Menurut data Kemnaker RI tercatat hingga 2,8 juta korban PHK di era pandemi COVID-19, bahkan Kementerian Keuangan menyebutkan PHK mencapai angka hingga 5 juta orang.


Keseimbangan 

Kesehatan fisik harus diimbangi dengan kesehatan jiwa yang baik agar hidup menjadi lebih tenang, tenteram dan produktif. Hanya saja, masyarakat kebanyakan umumnya masih enggan untuk menyadari dan peduli terhadap kesehatan jiwanya karena stigma dan atribusi yang diberikan terhadap berbagai perilaku yang dikaitkan dengan kesehatan mental.

Dr. dr. Warih Andan Puspitosari, M.Sc., Sp.Kj. (K), dosen Fakultas Kedokteran dan Ilmu Kesehatan Universitas Muhammadiyah Yogyakarta (FKIK UMY) yang juga praktisi ahli dalam bidang kesehatan jiwa dan mental, mengingatkan jika dibandingkan dengan masalah kesehatan fisik, permasalahan kesehatan jiwa dan mental di Indonesia sangat terlihat jauh kesenjangannya.

Data Tersimpan
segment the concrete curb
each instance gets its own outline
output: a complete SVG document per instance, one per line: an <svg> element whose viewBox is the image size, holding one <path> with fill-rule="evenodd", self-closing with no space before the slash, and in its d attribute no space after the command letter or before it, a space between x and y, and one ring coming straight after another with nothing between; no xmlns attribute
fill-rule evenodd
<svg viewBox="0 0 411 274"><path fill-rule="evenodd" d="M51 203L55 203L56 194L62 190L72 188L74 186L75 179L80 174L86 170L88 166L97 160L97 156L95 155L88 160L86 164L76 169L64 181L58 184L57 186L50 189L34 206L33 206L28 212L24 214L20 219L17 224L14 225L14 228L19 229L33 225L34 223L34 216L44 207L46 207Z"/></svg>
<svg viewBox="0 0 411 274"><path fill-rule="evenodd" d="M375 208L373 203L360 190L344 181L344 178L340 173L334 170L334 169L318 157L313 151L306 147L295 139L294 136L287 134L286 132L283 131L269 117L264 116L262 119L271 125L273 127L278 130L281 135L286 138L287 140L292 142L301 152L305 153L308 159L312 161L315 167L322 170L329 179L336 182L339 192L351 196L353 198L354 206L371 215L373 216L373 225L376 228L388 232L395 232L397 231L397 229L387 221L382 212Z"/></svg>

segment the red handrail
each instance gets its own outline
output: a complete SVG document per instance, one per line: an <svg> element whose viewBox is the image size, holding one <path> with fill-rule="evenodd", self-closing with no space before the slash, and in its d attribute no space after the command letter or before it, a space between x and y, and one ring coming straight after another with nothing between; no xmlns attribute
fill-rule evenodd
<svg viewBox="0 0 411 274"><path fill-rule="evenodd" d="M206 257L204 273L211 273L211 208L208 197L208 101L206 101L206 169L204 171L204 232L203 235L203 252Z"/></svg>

• **TUGAS LATIHAN**
**1)** Tuliskan kembali tanpa perubahan bagian kutipan teks mulai dari "Keseimbangan" sampai dengan "dengan kesehatan mental.".
**2)** Jawablah pertanyaan berikut berdasarkan kutipan teks.
(a) Berapa jumlah korban PHK di era pandemi COVID-19 menurut data Kemnaker RI?
(b) Kesehatan fisik harus diimbangi dengan apa?
(c) Di fakultas dan universitas mana Warih Andan Puspitosari menjadi dosen?

• **KUNCI JAWABAN**
**1)**
Keseimbangan 

Kesehatan fisik harus diimbangi dengan kesehatan jiwa yang baik agar hidup menjadi lebih tenang, tenteram dan produktif. Hanya saja, masyarakat kebanyakan umumnya masih enggan untuk menyadari dan peduli terhadap kesehatan jiwanya karena stigma dan atribusi yang diberikan terhadap berbagai perilaku yang dikaitkan dengan kesehatan mental.

**2)**
(a) Hingga 2,8 juta orang.
(b) Dengan kesehatan jiwa yang baik.
(c) Di Fakultas Kedokteran dan Ilmu Kesehatan Universitas Muhammadiyah Yogyakarta (FKIK UMY).